WHAT YOU NEED TO DO: Reproduce the records word for word, beginning at the line that contains "Does the image above contain any telegraph" and continuing through the end of the records. Omit the pictures from your output.

EXERCISE DATA:
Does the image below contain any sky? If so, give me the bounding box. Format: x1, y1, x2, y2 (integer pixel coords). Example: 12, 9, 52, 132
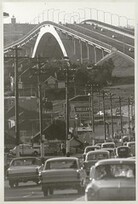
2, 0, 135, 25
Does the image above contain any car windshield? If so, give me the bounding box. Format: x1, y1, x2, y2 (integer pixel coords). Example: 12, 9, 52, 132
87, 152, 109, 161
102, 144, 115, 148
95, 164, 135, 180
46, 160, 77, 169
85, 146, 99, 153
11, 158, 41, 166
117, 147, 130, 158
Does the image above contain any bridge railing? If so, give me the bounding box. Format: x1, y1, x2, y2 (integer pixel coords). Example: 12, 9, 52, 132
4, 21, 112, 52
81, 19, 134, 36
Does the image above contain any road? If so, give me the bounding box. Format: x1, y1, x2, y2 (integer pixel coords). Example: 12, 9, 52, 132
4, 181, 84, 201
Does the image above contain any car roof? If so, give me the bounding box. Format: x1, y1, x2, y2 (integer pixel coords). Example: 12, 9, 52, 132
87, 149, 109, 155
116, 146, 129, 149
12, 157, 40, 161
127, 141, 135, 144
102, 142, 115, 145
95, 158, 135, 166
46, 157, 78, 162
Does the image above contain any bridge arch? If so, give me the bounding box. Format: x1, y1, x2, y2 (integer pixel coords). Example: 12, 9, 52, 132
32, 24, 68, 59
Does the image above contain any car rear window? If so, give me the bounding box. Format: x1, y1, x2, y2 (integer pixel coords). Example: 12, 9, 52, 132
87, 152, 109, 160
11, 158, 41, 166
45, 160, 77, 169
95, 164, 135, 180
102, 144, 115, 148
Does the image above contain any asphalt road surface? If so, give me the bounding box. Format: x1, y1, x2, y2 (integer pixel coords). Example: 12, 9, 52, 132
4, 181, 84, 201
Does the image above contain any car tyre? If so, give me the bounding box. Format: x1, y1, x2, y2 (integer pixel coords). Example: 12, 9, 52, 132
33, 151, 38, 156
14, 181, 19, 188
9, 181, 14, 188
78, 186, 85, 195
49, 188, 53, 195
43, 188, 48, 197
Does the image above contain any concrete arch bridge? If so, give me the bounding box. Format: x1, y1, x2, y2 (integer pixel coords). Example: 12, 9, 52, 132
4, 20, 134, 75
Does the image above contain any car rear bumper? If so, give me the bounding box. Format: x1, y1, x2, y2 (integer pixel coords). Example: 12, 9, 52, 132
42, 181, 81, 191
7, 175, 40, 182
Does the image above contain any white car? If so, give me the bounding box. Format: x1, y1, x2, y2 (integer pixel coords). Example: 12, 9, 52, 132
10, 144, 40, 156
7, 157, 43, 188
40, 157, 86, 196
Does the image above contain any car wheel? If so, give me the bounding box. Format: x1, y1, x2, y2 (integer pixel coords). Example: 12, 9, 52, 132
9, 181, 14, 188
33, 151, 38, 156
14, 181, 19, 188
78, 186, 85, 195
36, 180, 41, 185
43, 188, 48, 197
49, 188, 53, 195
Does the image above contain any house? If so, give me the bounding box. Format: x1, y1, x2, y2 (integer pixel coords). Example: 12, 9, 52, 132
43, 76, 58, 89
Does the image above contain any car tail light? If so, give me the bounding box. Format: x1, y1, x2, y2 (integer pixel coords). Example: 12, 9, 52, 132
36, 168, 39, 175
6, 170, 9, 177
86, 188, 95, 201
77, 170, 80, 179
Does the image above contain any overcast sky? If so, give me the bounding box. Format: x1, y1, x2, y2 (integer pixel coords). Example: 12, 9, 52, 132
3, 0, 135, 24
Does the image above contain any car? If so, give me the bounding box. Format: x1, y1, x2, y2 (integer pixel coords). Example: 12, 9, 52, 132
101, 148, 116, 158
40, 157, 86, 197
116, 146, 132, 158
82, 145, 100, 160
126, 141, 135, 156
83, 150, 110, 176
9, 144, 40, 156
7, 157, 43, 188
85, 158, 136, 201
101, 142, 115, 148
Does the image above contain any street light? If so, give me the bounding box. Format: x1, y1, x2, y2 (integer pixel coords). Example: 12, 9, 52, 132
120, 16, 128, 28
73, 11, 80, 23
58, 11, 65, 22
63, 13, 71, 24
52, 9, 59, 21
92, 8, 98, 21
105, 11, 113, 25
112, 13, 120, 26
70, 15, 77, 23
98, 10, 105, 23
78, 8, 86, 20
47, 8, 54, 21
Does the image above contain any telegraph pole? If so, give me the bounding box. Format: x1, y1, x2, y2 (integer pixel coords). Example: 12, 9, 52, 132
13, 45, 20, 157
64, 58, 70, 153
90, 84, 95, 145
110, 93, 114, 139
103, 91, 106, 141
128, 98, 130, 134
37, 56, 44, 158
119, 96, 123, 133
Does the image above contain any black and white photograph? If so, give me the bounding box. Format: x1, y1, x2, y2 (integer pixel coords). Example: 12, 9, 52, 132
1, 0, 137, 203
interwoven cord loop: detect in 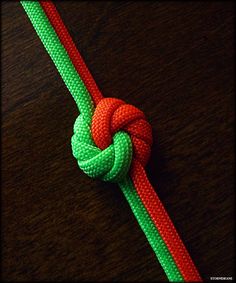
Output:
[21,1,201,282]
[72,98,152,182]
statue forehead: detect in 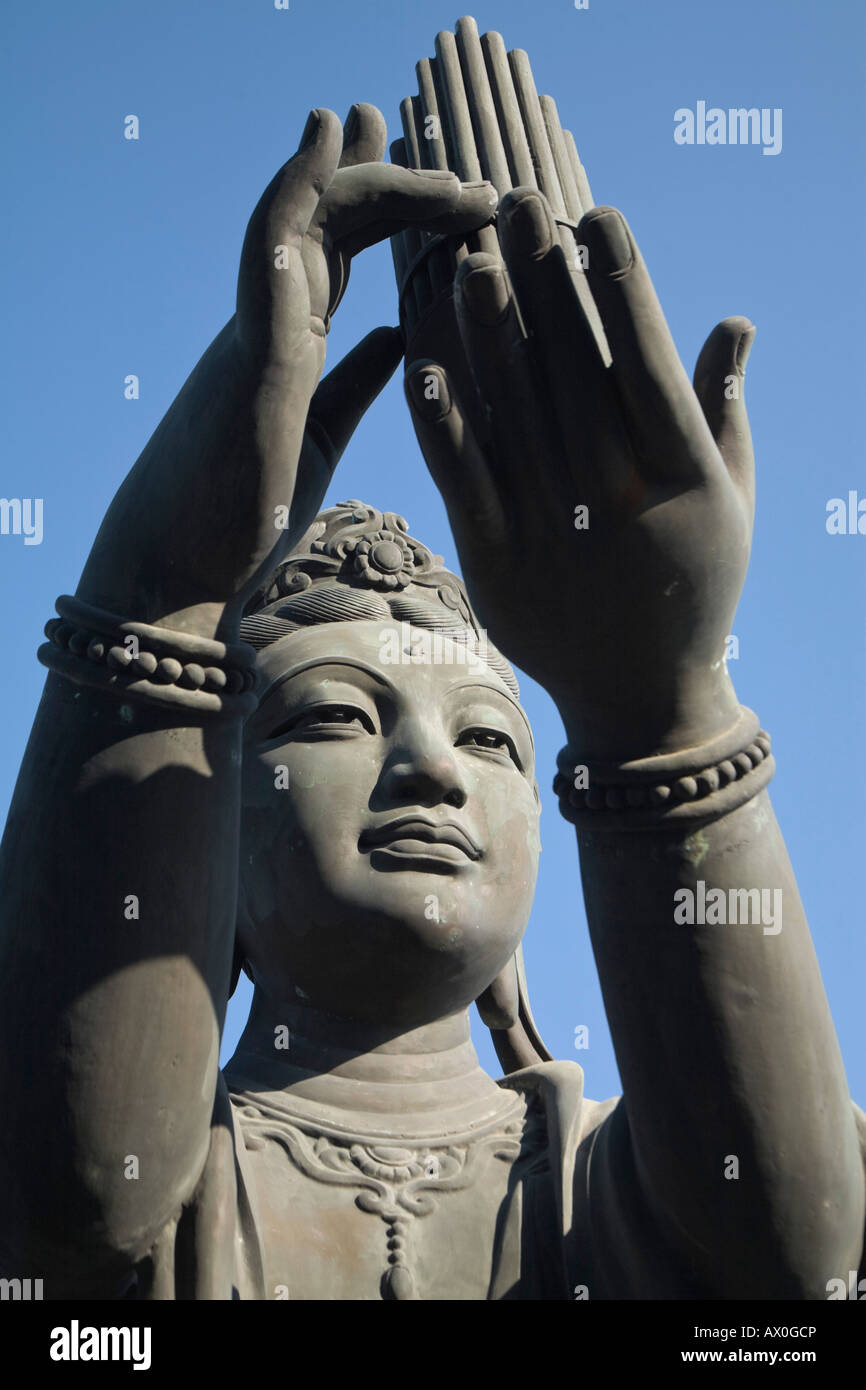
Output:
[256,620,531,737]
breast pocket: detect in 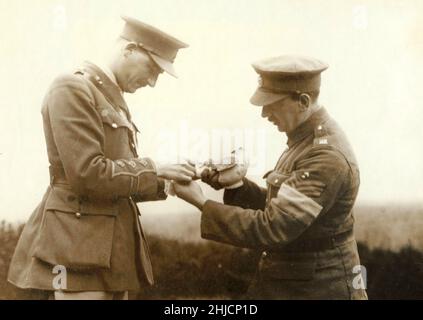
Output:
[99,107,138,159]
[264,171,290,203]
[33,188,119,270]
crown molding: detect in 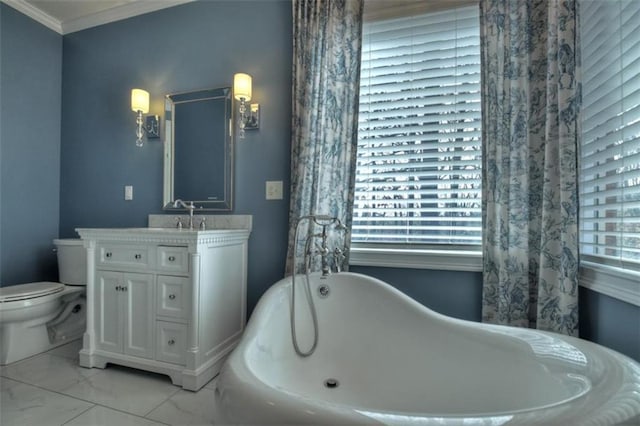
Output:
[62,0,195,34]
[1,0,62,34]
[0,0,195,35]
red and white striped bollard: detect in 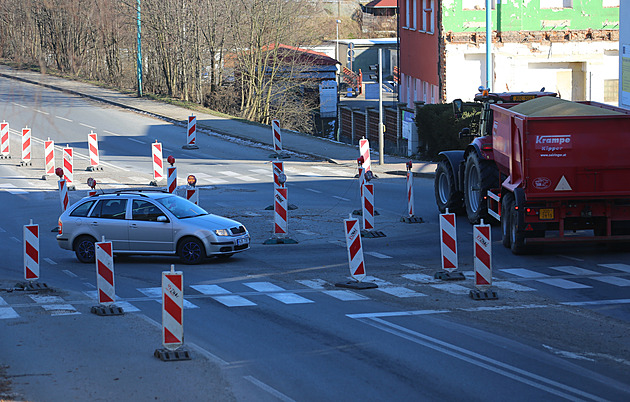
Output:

FULL ANSWER:
Does the image above contain any telegraph pole? If so, give me the bounding box. Format: x1, y1, x2, y2 (integer pixel coords). Example: 12, 9, 52, 132
13, 45, 20, 157
64, 58, 70, 153
90, 84, 95, 145
110, 93, 114, 139
103, 91, 106, 141
128, 98, 130, 134
37, 56, 44, 158
119, 96, 123, 133
Does the image above contain any black and white photograph? If so, give me the bounding box. Format: x1, y1, x2, y2 (integer pixel coords). Example: 12, 9, 52, 132
1, 0, 137, 203
interwoven cord loop: detect in 
Output:
[21,1,201,282]
[72,98,152,182]
statue forehead: detect in 
Output:
[256,620,531,737]
breast pocket: detect in 
Output:
[99,107,138,159]
[264,171,290,203]
[33,188,119,270]
crown molding: detect in 
Output:
[62,0,195,34]
[1,0,62,34]
[0,0,195,35]
red and white striped bollard: detect in 
Output:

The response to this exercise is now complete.